Please pick out every line below that contains the string "infinite" and copy each of those lines without changes.

[Recorded data]
begin
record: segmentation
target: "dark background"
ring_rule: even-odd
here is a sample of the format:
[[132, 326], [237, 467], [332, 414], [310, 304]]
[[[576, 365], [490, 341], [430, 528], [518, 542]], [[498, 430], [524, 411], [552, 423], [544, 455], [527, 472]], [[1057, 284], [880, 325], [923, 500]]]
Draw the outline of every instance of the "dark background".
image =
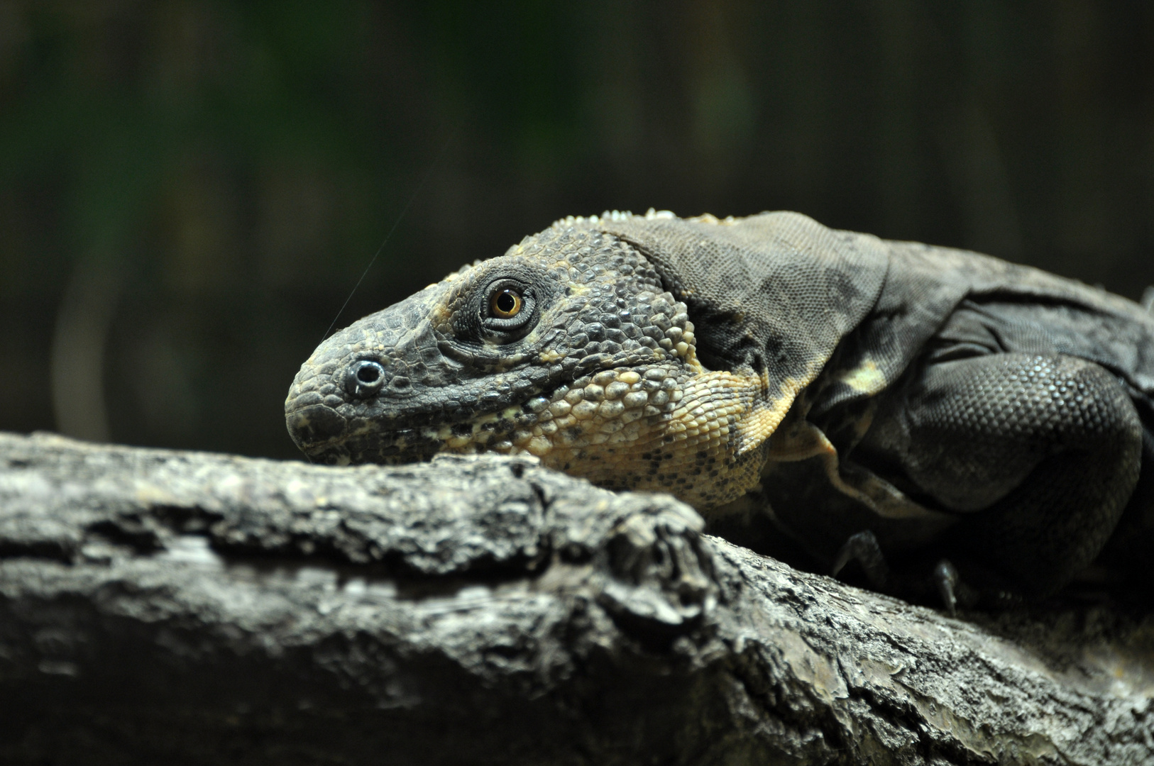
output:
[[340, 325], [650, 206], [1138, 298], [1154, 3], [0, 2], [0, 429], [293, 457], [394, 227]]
end
begin
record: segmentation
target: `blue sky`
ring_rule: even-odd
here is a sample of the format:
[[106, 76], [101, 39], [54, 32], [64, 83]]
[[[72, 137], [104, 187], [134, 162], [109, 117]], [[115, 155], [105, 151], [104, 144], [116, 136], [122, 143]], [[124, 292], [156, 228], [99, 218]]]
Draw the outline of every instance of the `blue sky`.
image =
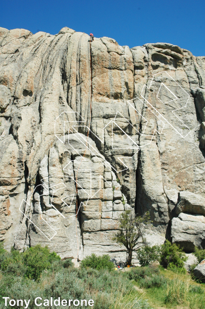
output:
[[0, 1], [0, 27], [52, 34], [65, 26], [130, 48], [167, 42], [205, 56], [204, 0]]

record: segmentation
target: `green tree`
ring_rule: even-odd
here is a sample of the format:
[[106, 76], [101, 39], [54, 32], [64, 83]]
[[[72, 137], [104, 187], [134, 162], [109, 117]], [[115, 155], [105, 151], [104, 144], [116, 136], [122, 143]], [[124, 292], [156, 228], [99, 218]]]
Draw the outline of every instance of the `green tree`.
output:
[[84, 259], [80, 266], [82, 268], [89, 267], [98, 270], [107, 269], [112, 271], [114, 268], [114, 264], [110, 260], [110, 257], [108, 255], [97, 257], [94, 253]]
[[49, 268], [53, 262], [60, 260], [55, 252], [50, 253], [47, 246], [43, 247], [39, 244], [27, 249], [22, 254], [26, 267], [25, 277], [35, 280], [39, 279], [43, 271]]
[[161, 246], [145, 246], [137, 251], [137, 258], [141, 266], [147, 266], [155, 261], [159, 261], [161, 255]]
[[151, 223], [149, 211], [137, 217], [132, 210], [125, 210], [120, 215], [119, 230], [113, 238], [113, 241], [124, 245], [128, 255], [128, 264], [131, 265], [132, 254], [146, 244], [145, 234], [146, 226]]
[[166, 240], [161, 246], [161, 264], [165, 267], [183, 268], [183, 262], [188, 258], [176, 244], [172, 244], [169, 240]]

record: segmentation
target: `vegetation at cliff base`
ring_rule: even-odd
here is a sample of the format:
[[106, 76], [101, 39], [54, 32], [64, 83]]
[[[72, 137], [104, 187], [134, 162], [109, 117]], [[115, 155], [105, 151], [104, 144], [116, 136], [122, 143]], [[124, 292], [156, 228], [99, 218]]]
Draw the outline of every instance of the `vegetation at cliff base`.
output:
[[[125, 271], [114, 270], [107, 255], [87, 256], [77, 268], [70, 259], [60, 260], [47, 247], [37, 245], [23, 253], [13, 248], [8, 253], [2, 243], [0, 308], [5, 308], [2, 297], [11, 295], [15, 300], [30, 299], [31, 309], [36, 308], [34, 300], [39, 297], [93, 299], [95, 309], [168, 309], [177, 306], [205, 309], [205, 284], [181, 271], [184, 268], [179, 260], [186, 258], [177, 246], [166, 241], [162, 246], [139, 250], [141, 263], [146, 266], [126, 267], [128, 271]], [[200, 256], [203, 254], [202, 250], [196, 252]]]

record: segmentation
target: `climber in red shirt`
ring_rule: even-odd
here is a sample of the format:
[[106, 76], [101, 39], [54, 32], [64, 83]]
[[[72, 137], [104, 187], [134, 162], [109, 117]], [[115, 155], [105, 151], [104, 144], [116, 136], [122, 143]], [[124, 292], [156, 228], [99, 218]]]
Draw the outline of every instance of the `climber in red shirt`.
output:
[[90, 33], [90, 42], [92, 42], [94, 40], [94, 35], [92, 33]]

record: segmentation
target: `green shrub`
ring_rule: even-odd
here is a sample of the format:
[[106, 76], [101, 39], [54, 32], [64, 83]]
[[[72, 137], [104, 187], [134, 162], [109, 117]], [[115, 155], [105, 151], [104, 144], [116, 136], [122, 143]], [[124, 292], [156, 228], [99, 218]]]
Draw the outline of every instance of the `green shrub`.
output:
end
begin
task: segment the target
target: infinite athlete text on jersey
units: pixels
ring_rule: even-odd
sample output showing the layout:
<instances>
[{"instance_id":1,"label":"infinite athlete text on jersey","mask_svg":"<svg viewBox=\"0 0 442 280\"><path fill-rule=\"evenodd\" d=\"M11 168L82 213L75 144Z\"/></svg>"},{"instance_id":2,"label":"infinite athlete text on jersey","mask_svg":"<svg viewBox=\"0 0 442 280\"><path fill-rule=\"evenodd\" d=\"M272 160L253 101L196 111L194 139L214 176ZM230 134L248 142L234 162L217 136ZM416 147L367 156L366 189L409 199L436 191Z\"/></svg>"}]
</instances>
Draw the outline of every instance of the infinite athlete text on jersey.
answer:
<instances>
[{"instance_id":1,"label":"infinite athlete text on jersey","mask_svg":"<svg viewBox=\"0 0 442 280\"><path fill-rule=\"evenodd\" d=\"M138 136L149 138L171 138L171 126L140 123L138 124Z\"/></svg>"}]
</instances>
end
### [Expected answer]
target: infinite athlete text on jersey
[{"instance_id":1,"label":"infinite athlete text on jersey","mask_svg":"<svg viewBox=\"0 0 442 280\"><path fill-rule=\"evenodd\" d=\"M11 168L82 213L75 144Z\"/></svg>"},{"instance_id":2,"label":"infinite athlete text on jersey","mask_svg":"<svg viewBox=\"0 0 442 280\"><path fill-rule=\"evenodd\" d=\"M272 160L253 101L196 111L194 139L214 176ZM230 134L248 142L234 162L217 136ZM416 147L367 156L366 189L409 199L436 191Z\"/></svg>"}]
Draw the outline of every instance of the infinite athlete text on jersey.
[{"instance_id":1,"label":"infinite athlete text on jersey","mask_svg":"<svg viewBox=\"0 0 442 280\"><path fill-rule=\"evenodd\" d=\"M138 136L149 138L171 138L171 126L140 123L138 124Z\"/></svg>"}]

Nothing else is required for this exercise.